--- Start ---

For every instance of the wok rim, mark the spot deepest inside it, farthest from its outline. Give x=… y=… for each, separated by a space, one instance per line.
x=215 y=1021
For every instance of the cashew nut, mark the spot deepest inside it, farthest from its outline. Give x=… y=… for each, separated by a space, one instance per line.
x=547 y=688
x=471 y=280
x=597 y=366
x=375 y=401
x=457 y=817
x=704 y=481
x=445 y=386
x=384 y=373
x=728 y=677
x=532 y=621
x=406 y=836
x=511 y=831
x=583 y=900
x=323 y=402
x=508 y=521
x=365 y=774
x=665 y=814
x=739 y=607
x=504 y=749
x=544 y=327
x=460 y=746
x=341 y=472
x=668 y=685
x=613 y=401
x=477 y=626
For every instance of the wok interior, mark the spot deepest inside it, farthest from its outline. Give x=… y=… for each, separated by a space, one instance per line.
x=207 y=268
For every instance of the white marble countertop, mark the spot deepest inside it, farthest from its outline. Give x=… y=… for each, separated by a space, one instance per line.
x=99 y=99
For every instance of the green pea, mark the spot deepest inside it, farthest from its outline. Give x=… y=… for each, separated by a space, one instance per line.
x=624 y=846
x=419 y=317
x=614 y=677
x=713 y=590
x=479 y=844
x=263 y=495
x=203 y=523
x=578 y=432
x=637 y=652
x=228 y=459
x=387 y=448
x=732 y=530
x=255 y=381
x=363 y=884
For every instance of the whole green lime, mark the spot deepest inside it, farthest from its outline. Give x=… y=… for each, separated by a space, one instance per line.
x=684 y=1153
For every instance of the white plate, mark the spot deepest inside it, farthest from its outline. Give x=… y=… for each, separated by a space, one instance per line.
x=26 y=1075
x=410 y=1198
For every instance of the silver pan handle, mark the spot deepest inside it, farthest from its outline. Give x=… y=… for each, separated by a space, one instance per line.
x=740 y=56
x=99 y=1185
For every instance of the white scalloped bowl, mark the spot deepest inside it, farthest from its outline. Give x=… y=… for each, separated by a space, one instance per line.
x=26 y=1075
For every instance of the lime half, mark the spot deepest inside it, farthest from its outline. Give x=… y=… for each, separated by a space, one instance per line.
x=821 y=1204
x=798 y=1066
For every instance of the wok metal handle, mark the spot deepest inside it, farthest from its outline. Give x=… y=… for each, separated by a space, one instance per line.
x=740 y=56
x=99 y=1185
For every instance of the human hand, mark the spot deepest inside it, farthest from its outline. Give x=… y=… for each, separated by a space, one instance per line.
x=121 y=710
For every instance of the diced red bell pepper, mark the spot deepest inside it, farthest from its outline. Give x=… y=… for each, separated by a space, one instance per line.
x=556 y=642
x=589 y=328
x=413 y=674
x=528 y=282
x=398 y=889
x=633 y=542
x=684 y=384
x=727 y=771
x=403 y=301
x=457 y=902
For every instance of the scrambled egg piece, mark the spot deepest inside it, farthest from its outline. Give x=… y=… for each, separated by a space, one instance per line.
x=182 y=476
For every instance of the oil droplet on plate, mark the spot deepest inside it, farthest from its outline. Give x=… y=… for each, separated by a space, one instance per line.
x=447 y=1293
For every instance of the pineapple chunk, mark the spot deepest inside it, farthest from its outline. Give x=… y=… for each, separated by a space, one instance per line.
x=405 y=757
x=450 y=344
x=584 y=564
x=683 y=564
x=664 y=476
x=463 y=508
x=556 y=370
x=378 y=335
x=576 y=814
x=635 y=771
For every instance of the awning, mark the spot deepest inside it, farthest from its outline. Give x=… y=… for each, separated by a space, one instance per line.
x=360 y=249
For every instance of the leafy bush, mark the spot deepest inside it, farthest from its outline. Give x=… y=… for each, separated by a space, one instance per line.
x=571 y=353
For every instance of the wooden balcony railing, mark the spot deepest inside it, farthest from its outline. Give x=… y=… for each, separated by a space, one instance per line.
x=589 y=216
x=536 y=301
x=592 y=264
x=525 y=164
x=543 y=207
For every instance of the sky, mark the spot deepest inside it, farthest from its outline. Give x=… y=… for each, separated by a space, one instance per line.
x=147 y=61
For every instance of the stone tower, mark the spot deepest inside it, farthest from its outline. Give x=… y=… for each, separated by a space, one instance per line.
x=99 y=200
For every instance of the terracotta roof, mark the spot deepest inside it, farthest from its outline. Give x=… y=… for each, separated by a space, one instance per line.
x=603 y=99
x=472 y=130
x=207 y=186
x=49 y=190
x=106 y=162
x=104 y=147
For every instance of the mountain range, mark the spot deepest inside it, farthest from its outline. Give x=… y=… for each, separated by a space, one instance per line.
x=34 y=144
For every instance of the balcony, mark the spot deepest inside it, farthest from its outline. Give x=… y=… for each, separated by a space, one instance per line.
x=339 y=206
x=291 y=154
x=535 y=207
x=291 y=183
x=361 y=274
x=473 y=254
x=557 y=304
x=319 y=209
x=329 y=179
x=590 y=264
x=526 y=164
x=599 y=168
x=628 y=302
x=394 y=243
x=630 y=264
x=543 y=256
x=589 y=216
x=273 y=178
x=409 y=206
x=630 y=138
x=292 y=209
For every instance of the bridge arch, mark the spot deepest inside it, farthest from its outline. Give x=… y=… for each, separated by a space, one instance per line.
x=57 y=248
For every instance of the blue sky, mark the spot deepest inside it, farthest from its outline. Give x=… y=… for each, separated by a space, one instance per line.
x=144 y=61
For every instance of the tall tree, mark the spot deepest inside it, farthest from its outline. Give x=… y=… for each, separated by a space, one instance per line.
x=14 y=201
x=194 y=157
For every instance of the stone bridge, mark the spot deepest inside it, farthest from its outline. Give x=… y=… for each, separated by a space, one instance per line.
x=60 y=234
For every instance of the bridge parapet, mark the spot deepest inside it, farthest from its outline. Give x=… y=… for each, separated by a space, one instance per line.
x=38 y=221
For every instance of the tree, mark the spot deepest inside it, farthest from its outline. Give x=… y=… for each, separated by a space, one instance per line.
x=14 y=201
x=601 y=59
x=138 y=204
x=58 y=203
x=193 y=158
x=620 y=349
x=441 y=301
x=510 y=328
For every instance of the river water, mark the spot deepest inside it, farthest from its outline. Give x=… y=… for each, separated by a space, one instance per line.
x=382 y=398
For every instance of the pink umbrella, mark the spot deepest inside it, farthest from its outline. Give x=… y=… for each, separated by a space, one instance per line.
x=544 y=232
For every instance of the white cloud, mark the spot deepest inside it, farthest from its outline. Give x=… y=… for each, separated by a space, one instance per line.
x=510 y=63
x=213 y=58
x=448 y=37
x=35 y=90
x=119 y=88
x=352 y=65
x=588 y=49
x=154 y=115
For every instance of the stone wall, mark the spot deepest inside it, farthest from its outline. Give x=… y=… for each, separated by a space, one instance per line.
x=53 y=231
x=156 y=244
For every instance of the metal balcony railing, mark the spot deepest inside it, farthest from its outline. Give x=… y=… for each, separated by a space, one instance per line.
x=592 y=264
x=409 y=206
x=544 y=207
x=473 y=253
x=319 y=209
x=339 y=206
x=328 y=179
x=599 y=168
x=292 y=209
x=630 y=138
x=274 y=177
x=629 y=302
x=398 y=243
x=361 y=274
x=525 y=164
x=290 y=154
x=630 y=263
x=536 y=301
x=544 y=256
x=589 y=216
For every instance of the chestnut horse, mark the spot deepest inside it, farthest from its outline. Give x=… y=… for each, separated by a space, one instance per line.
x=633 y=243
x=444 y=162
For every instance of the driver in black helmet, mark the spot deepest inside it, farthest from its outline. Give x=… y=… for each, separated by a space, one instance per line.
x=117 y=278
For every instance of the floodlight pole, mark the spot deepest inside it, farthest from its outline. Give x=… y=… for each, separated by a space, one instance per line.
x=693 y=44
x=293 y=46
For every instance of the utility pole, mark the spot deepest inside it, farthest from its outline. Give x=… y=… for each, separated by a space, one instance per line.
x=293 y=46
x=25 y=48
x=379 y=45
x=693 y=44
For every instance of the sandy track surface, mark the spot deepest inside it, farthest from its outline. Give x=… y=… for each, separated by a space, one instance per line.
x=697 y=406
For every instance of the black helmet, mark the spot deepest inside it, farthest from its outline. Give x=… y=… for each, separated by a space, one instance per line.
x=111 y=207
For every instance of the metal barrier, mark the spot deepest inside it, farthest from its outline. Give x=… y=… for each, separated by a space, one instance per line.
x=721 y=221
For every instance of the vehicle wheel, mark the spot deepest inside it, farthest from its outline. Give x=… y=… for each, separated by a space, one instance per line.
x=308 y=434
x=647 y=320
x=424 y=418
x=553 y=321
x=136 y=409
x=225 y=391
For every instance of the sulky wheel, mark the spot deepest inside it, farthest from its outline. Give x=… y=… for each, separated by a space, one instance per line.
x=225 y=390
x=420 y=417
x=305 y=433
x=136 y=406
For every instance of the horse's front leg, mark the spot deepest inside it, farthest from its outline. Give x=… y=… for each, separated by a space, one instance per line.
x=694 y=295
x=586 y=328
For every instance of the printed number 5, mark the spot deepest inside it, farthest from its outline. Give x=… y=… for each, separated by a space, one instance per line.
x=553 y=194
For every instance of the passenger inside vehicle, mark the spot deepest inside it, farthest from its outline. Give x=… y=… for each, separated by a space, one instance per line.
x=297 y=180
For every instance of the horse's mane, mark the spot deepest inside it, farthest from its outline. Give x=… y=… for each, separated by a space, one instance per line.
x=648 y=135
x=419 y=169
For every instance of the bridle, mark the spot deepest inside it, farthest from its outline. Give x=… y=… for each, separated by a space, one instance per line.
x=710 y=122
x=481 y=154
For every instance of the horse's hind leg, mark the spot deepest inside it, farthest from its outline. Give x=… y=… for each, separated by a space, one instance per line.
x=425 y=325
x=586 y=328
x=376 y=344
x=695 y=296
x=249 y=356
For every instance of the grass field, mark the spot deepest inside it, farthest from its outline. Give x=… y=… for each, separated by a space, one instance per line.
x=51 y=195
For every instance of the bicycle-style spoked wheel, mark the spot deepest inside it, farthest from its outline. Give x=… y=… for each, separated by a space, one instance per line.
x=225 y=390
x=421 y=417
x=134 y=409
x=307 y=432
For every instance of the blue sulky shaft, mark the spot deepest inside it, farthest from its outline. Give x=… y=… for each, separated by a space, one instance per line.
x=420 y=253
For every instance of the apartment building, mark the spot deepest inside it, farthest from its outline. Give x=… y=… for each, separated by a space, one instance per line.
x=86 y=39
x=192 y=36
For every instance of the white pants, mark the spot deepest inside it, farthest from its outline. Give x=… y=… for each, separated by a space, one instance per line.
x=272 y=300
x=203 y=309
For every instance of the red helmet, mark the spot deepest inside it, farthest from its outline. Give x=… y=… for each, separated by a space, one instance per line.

--- End ---

Task statement: Write out again everything in the records from the line containing "For every instance of the sandy" down to the line containing "x=481 y=154", both of those lines included, with the requests kept as they are. In the answers only, multiply every x and y coordinate by 1.75 and round it to a whole number, with halves rounding up.

In response:
For every instance of the sandy track surface, mark the spot deepest inside it, farthest from its outline. Give x=… y=… for each, separated by a space, one instance per line.
x=1220 y=711
For every instance of the black helmet, mark the spot deepest inside it, farthest from its outline. Give x=… y=… for each, separated by a space, one instance per line.
x=194 y=362
For every instance of the metal barrier, mark the spot deepest inside it, farthest from its outline. Give x=… y=… for each, separated by a space, one instance per line.
x=1262 y=387
For every instance of the vehicle wheel, mark the spot deepest inside it, farthest from its outline. Give x=… y=… for each, separated by a space, one instance per line.
x=539 y=760
x=1132 y=560
x=742 y=732
x=968 y=562
x=238 y=716
x=394 y=684
For every instance of the sulky wheel, mark the spot deepest inside it, farthest from its outline. Give x=… y=… for each, separated by a space, one instance per line.
x=394 y=683
x=735 y=730
x=534 y=758
x=238 y=711
For every instance of the horse's front leg, mark the spot deepest inside it, farthest from its outline. Give x=… y=… for each, separated by a space, one instance per line.
x=1215 y=516
x=1026 y=574
For every instance of the printed number 5, mark the spot deepest inside it, farthest from its outline. Give x=… y=… for each, separated by a space, one instance per line.
x=968 y=340
For every instance of the passenger inside vehicle, mark the spot deepest inside it, farthest from its outline. Give x=… y=… for each, separated by a space, one instance per line.
x=520 y=315
For every instance of the horse's mane, mark the spot deepest inside it, farthest from its outline. Give x=… y=… for each, separated by a space, one instance per line.
x=1134 y=236
x=733 y=296
For every instance of the bridle, mark the spot deepest inside it, farthest from its outline. Give x=… y=… for each, separated by a space, one instance per line.
x=1243 y=214
x=842 y=270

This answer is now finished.